Scale the lines below by rewriting each one in full, requests included, with every coordinate in the answers multiplied by 0.7 and rounded to a whole number, halves rounded up. Keep the numbers inside the requests and their format samples as they are.

──────── Extracted records ────────

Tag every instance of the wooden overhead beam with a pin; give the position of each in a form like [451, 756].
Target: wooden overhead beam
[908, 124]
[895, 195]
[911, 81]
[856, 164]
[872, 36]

────────

● **Reply to the exercise**
Tag every instance of the wooden overhead beam with a pin; give the position of each in a form like [451, 756].
Target: wooden overhead beam
[636, 87]
[627, 137]
[638, 57]
[599, 115]
[610, 25]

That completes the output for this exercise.